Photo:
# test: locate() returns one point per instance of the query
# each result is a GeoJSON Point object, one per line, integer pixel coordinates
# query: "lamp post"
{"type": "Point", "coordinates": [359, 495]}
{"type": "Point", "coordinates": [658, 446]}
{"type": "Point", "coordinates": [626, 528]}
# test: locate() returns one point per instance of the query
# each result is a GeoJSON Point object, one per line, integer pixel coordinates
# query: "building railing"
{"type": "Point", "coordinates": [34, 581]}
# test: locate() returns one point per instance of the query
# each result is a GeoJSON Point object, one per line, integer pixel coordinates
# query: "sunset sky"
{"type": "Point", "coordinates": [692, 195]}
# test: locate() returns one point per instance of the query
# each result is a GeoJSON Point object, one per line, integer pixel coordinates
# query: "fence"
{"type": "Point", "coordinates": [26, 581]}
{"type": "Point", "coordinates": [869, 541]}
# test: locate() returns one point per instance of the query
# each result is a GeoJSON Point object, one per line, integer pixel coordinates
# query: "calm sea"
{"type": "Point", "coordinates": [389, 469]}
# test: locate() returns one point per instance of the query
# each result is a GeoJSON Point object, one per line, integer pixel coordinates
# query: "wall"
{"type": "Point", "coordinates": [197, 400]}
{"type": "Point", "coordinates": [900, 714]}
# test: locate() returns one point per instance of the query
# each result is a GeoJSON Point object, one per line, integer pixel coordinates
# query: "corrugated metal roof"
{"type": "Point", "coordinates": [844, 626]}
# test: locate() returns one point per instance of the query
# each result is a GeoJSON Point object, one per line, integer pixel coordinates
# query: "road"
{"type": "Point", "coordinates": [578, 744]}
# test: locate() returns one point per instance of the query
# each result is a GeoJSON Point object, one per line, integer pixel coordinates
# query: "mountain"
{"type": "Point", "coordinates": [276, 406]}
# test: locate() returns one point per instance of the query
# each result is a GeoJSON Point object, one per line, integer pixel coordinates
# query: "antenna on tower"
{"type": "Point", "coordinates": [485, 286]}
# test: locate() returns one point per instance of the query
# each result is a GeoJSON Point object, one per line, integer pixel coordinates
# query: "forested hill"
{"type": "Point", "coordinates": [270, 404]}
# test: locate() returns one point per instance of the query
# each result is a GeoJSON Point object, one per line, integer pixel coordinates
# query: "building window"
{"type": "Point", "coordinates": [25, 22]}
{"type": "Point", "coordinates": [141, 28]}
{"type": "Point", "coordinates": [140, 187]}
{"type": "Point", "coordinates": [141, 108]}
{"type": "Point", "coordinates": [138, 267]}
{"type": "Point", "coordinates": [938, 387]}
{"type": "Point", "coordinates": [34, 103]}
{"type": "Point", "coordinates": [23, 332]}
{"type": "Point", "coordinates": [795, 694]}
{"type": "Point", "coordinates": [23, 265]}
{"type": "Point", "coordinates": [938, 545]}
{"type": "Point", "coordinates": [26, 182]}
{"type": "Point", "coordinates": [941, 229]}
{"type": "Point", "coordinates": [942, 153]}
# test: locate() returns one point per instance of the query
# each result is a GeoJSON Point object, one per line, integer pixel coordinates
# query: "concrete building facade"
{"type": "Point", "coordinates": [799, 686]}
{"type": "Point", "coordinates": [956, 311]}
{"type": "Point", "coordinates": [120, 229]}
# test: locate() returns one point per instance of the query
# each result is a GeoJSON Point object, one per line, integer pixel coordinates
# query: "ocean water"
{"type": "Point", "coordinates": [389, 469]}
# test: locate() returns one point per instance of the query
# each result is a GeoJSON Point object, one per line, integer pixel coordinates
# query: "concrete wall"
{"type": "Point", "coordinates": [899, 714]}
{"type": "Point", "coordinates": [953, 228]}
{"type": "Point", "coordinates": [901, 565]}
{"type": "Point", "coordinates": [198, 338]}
-*-*-
Type the material above out again, exactly.

_RESPONSE BELOW:_
Photo:
# test: locate() returns one point per instance of the query
# each result is a GeoJSON Point object, one per line, integer pixel coordinates
# query: "lamp post"
{"type": "Point", "coordinates": [359, 495]}
{"type": "Point", "coordinates": [658, 446]}
{"type": "Point", "coordinates": [626, 528]}
# test: locate() returns one point per instance of the query
# each result is a GeoJSON Point object, one per line, integer pixel coordinates
# query: "building railing"
{"type": "Point", "coordinates": [34, 581]}
# test: locate() returns one point per instance of the query
# each result is a GeoJSON Point object, one per line, integer pixel coordinates
# query: "sunset sky"
{"type": "Point", "coordinates": [692, 195]}
# test: locate() returns one point per instance of the query
# each result is a GeoJSON Point object, one per line, integer pixel coordinates
# query: "fence"
{"type": "Point", "coordinates": [26, 581]}
{"type": "Point", "coordinates": [869, 541]}
# test: locate() returns one point per instance of the query
# each result is a GeoJSON Point object, one per line, integer pixel coordinates
# query: "calm sea"
{"type": "Point", "coordinates": [389, 469]}
# test: locate() returns one point per instance of the query
# each result is a GeoJSON Point object, one per line, integer pixel coordinates
# query: "wall"
{"type": "Point", "coordinates": [197, 400]}
{"type": "Point", "coordinates": [900, 714]}
# test: locate() returns one point per instance of the query
# each result is a GeoJSON Point object, one per line, integer pixel coordinates
# query: "corrugated metal roof"
{"type": "Point", "coordinates": [844, 626]}
# test: locate() returns one point per instance of the query
# each result is a GeoJSON Point object, one per line, integer pixel coordinates
# query: "road"
{"type": "Point", "coordinates": [578, 744]}
# test: locate() returns one point per instance of the query
# each result is a GeoJSON Point object, one per line, integer pixel coordinates
# query: "mountain"
{"type": "Point", "coordinates": [276, 406]}
# test: locate() returns one point per instance of the query
# each result is a GeoJSON Point object, one per line, integer pixel coordinates
# query: "antenna on tower"
{"type": "Point", "coordinates": [485, 286]}
# test: locate() returns one point per instance of the query
# each result is a GeoJSON Point object, one per line, integer pixel coordinates
# query: "forested hill"
{"type": "Point", "coordinates": [270, 404]}
# test: locate() returns one point per instance of the query
# each result is a GeoJSON Point object, one per line, integer pixel coordinates
# query: "building window"
{"type": "Point", "coordinates": [25, 22]}
{"type": "Point", "coordinates": [141, 28]}
{"type": "Point", "coordinates": [140, 187]}
{"type": "Point", "coordinates": [141, 108]}
{"type": "Point", "coordinates": [138, 267]}
{"type": "Point", "coordinates": [938, 387]}
{"type": "Point", "coordinates": [34, 103]}
{"type": "Point", "coordinates": [23, 332]}
{"type": "Point", "coordinates": [795, 694]}
{"type": "Point", "coordinates": [23, 265]}
{"type": "Point", "coordinates": [938, 545]}
{"type": "Point", "coordinates": [26, 182]}
{"type": "Point", "coordinates": [941, 229]}
{"type": "Point", "coordinates": [942, 153]}
# test: locate() returns one point per instance of the query
# each result is a GeoJSON Point object, one per line, integer pixel coordinates
# query: "concrete building facade"
{"type": "Point", "coordinates": [799, 686]}
{"type": "Point", "coordinates": [956, 311]}
{"type": "Point", "coordinates": [120, 229]}
# test: locate() returns one point per instance of the query
# each result is a GeoJSON Point object, one per line, integer pixel coordinates
# query: "ocean water"
{"type": "Point", "coordinates": [389, 469]}
# test: locate() returns one point per instance of the query
# each result is a GeoJSON Point object, one per line, integer pixel coordinates
# query: "concrete wall"
{"type": "Point", "coordinates": [899, 714]}
{"type": "Point", "coordinates": [953, 228]}
{"type": "Point", "coordinates": [901, 565]}
{"type": "Point", "coordinates": [198, 338]}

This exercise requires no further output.